---------- TEXT PASSAGE ----------
For this first CPU implementation, I have the chance to be assisted by a very good friend of mine who is experimented in numerical arts and wants to get a hand on software development. After a bit of tweaking and debugging, we start seeing organic patterns and finally the expected boids behavior. I take some time to optimize the data flow but we quickly reach performance limitations with only 103 particles. This is 2-3 orders of magnitude below my ultimate goal, it is time to bring in the GPU artillery!
Hello OpenCL
OpenCL framework
OpenCL is the Khrono’s open framework for heterogeneous programming, giving access to GPUs among other things. It supports task-parallelism, data-parallelism and explicit vectorization accross a various range of platforms. We can compare it to Nvidia CUDA solution when using GPUs. In an OpenCL application, workload is shared between host and devices:
Host : usually a CPU running the main program, it manages the device and prepares the ground for the computation. On the selected device, it implements kernels (shaders) definitions, memory buffers, kernels parameters values and so on. It also decides host-device memory transfers.
Devices : they do the heavy lifting of the processing in a massive parallel fashion using thousands of threads and explicit vector processing. We use a single GPU as an OpenCL device in our case.
That is a lot of added complexity compared to the original CPU solution and playing with GPUs is challenging, but used carefully OpenCL can bring huge performance improvements.
To have access to GPU power through OpenCL, we need to add some extra steps to our processing. First, we use Conan to retrieve the OpenCL C++ API. We also need the OpenCL ICD (installable client loader), usually available in device vendors dev kits (CUDA, Intel SDK). The ICD is a dll allowing us to select an available OpenCL device, build its device-specific binaries and run the kernels on it. Now, to keep everything clean and simple, we need to add an extra OpenCL layer in the physics engine because we don’t want to have direct OpenCL calls in our boids submodule. Physics is one thing, host-device communication another. Besides, OpenCL calls are generic and will probably be used by other physics submodules at some point. Hence, the arrival of an OpenCL wrapper, doing the interface between my physics engine and the OpenCL API.
----------
**WHAT TO DO:**
1. In the OpenCL text, can you rewrite the part between "To have access" and "the OpenCL API.", inclusive, substituting "simulation engine" for every "physics engine"?
2. Can you proceed with the OpenCL text, picking up right after its last sentence?
The entries that follow are not needed.
---------- DATASET CONTENT ----------
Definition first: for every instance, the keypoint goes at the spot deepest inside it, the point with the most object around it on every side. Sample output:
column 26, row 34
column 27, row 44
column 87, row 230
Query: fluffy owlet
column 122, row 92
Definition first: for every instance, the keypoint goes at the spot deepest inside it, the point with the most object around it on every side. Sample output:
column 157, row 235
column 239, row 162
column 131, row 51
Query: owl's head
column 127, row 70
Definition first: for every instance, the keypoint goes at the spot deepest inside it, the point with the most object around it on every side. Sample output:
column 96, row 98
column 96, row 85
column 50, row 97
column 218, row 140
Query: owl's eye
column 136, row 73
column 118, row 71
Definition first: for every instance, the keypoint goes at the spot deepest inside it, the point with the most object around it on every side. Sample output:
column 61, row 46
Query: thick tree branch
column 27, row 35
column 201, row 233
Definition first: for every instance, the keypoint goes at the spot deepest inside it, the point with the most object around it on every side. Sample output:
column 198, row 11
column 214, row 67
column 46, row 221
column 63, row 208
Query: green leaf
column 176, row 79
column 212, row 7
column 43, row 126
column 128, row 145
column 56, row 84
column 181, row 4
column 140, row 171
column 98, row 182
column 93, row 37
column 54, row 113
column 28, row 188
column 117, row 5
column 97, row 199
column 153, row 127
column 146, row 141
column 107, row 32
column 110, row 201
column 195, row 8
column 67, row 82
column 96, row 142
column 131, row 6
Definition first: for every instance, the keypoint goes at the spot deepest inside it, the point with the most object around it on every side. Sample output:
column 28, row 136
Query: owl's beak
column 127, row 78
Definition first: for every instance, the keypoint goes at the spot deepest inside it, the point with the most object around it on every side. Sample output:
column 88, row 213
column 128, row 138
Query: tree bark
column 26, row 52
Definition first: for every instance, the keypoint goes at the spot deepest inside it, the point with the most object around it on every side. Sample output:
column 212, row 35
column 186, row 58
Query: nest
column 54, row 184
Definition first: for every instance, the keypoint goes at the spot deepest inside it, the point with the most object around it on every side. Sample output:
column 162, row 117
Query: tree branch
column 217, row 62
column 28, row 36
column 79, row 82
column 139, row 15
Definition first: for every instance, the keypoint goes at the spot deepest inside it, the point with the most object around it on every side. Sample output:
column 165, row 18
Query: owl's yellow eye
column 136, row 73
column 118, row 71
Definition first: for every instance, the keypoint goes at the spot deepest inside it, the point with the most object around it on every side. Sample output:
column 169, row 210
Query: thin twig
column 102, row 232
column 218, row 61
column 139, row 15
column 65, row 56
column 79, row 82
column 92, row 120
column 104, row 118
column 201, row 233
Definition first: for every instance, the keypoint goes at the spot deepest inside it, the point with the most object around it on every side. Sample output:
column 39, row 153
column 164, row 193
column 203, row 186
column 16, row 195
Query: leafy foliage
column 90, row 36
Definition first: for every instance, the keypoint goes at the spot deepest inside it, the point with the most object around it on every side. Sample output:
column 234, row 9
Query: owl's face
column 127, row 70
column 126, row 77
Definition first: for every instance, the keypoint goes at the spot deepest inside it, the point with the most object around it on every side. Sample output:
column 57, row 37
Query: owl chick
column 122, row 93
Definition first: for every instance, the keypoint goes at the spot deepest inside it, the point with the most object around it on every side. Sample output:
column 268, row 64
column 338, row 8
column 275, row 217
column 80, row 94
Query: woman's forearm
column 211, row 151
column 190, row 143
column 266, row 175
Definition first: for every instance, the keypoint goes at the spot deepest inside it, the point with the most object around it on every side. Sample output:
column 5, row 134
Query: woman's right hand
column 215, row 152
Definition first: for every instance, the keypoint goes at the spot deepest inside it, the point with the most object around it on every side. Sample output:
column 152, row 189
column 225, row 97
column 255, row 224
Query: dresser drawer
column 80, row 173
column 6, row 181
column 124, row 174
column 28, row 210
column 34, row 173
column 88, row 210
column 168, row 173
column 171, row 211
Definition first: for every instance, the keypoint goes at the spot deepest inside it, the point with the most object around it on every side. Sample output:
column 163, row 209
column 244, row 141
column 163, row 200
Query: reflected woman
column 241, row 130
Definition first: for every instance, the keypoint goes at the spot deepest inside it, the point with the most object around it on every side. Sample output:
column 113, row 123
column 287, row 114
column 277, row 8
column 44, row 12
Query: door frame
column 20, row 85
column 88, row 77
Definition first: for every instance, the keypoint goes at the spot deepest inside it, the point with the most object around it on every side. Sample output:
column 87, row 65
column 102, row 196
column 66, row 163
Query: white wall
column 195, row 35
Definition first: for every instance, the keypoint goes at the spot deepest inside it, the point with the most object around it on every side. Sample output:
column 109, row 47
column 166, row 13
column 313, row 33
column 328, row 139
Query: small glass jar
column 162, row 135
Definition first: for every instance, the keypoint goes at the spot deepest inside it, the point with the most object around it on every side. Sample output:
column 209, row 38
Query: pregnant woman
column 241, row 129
----------
**ANSWERS:**
1.
To have access to GPU power through OpenCL, we need to add some extra steps to our processing. First, we use Conan to retrieve the OpenCL C++ API. We also need the OpenCL ICD (installable client loader), usually available in device vendors dev kits (CUDA, Intel SDK). The ICD is a dll allowing us to select an available OpenCL device, build its device-specific binaries and run the kernels on it. Now, to keep everything clean and simple, we need to add an extra OpenCL layer in the simulation engine because we don’t want to have direct OpenCL calls in our boids submodule. Physics is one thing, host-device communication another. Besides, OpenCL calls are generic and will probably be used by other physics submodules at some point. Hence, the arrival of an OpenCL wrapper, doing the interface between my simulation engine and the OpenCL API.

2.
Interop OpenGL/OpenCL
Apart from increasing performance by massively using data-parallelism, OpenCL also removes costly CPU-GPU transfers. With CPU boids implementation, we had to transfer all new coordinates to GPU renderer at every frame, remember? When you have a few hundreds of entities, no big deal, but when you start playing with hundreds of thousands of them, it means transferring a few mega octets between GPU and CPU at every frame. It can strongly impact performance.
Fortunately, interoperation is supported between OpenGL and OpenCL. Basically, OpenGL and OpenCL can share specified GPU memory buffers and therefore ensure zero copy between computing and rendering steps. When starting its processing, the physics engine takes full control of the coordinates buffers and passes it back to the renderer when done. Beautiful isn’t it? It requires some adjustments, though. You need to ensure that OpenCL is using OpenGL context and that both frameworks are using the same device, that means I need to add some logic in the OpenCL wrapper to detect which device (IGPU or dedicated GPU) is used to render the application and use it for the physics processing. So, make sure that you launch the application with your most powerful GPU as it will be used for both rendering and processing.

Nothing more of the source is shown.